## [Direction]
Starting with the line that contains "Can you find the spire" and continuing through the last of the entries, rewrite every line, requests included. Raise each coordinate in the answers by 130, and leave the requests and their sample points unchanged.

Start Data to process

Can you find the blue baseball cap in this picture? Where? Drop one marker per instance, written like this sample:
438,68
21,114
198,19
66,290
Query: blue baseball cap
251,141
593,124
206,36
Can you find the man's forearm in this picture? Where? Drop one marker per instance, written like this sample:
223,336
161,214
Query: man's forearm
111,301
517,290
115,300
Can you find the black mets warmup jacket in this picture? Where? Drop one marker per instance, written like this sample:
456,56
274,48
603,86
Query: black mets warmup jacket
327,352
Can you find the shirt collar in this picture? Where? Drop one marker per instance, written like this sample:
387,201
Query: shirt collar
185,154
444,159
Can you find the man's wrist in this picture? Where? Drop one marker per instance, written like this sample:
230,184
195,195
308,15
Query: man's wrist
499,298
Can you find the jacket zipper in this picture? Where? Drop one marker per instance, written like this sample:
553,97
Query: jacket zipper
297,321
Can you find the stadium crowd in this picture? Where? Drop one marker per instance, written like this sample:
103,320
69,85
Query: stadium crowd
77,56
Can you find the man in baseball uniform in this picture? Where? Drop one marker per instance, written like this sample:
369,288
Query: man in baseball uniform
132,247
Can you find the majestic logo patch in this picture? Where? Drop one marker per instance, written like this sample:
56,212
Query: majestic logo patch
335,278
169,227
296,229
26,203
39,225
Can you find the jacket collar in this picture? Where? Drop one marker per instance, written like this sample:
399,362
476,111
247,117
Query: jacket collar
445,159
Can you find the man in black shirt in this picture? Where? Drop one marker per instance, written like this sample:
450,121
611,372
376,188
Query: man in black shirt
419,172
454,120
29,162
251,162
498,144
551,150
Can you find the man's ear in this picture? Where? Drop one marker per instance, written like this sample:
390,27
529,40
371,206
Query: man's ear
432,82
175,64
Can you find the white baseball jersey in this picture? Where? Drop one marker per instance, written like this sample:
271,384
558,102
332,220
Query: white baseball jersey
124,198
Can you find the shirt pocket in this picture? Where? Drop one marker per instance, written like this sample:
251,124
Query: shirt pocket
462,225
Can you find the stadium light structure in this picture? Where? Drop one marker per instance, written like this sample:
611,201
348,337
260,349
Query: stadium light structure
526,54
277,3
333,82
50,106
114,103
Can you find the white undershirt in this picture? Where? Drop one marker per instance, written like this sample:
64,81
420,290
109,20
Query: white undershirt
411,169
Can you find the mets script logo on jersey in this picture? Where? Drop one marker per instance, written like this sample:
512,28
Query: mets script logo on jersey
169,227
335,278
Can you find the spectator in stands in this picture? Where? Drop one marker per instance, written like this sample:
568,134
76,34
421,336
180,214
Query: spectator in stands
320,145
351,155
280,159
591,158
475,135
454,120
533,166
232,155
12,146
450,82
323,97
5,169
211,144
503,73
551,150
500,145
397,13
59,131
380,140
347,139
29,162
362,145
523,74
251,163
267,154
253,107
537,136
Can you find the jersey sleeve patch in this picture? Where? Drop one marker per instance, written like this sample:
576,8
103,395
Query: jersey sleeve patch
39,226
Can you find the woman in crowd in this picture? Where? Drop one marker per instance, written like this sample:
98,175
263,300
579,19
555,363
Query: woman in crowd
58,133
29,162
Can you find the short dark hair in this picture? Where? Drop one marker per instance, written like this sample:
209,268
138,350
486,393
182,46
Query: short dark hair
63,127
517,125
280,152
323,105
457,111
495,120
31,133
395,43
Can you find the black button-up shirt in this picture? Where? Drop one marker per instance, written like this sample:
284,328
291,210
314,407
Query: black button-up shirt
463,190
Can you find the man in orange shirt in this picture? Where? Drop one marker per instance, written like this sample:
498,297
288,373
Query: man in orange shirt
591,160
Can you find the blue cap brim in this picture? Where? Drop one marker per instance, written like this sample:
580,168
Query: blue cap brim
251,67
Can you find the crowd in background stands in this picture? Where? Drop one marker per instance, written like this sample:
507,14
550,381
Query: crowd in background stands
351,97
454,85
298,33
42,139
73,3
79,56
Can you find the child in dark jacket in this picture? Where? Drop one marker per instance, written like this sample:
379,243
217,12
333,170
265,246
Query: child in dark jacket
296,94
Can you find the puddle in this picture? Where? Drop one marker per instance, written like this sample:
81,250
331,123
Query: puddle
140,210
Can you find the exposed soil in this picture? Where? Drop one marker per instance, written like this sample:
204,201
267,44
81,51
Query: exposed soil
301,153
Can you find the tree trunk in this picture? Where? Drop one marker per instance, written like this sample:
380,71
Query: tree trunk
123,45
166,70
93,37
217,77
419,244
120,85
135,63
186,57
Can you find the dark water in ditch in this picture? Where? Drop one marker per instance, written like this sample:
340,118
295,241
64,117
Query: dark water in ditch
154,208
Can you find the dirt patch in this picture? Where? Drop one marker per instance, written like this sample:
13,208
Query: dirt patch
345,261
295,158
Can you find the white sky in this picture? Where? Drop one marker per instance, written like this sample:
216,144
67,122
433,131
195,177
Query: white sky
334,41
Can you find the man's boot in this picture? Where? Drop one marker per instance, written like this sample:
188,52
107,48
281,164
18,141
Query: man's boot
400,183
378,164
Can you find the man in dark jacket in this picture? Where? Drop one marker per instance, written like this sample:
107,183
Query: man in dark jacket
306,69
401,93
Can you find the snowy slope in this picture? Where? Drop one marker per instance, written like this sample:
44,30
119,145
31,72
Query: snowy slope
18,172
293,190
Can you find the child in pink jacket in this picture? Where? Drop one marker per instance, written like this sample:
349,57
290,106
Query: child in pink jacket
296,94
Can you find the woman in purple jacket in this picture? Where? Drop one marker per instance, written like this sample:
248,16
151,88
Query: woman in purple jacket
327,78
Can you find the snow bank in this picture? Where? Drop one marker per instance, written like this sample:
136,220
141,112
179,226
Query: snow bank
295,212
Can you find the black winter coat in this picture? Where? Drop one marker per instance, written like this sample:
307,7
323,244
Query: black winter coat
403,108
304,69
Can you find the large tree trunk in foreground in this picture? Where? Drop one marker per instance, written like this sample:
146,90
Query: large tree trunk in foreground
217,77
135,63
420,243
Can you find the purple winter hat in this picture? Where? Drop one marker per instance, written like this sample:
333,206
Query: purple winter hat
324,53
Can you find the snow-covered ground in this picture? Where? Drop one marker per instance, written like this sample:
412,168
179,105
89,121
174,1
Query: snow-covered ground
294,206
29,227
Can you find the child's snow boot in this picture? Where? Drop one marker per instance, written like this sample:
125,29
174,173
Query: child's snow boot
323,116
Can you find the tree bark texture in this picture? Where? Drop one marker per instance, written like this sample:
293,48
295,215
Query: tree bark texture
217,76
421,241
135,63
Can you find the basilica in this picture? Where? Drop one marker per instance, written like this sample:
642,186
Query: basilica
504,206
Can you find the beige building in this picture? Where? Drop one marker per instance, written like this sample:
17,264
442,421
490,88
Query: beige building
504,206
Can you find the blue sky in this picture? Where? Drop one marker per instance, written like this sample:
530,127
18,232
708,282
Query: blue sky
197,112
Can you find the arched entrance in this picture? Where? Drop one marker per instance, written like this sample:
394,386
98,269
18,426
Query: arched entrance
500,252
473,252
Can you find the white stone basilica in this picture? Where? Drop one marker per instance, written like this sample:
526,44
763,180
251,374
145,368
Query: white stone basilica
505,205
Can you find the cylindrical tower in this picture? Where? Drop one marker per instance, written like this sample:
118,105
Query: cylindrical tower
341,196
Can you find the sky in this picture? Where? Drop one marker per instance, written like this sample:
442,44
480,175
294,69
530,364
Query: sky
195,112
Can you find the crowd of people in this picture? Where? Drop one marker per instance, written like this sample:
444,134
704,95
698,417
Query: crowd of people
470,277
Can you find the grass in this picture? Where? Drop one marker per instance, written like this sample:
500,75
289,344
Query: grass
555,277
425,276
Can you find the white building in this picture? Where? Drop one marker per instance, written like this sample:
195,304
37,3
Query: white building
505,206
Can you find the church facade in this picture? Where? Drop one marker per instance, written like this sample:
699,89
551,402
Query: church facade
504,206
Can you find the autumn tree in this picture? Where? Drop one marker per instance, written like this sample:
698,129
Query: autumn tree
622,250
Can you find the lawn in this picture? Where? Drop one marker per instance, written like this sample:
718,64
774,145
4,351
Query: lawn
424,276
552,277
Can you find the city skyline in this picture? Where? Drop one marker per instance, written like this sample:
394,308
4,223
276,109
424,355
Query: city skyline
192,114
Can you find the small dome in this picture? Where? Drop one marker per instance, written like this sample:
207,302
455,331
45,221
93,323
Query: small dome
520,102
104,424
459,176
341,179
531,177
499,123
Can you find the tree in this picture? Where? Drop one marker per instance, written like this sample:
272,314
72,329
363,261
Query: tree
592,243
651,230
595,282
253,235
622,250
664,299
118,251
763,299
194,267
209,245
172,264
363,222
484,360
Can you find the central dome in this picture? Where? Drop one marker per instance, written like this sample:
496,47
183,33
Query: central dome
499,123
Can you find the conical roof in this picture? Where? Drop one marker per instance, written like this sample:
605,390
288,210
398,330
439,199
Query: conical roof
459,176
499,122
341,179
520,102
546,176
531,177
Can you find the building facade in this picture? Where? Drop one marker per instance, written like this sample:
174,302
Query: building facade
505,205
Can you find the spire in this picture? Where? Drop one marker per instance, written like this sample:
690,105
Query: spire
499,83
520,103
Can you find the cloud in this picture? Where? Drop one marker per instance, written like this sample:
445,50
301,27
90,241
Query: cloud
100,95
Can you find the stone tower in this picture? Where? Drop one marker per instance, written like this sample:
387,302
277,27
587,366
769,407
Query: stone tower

End Data to process

## [Response to this exercise]
Can you find the spire in this picture? Where? Drop one marker per instance, written like this sample:
690,105
Query: spire
629,213
650,233
Can you find the cloud in this picture? Where? Drop one marker per instance, written like this sample:
445,50
301,27
90,241
Query: cloud
230,225
Can you find the stone tower in this picture? Where? Drop one marker per instance, written like this sample:
387,302
277,27
587,366
769,407
Query: stone tower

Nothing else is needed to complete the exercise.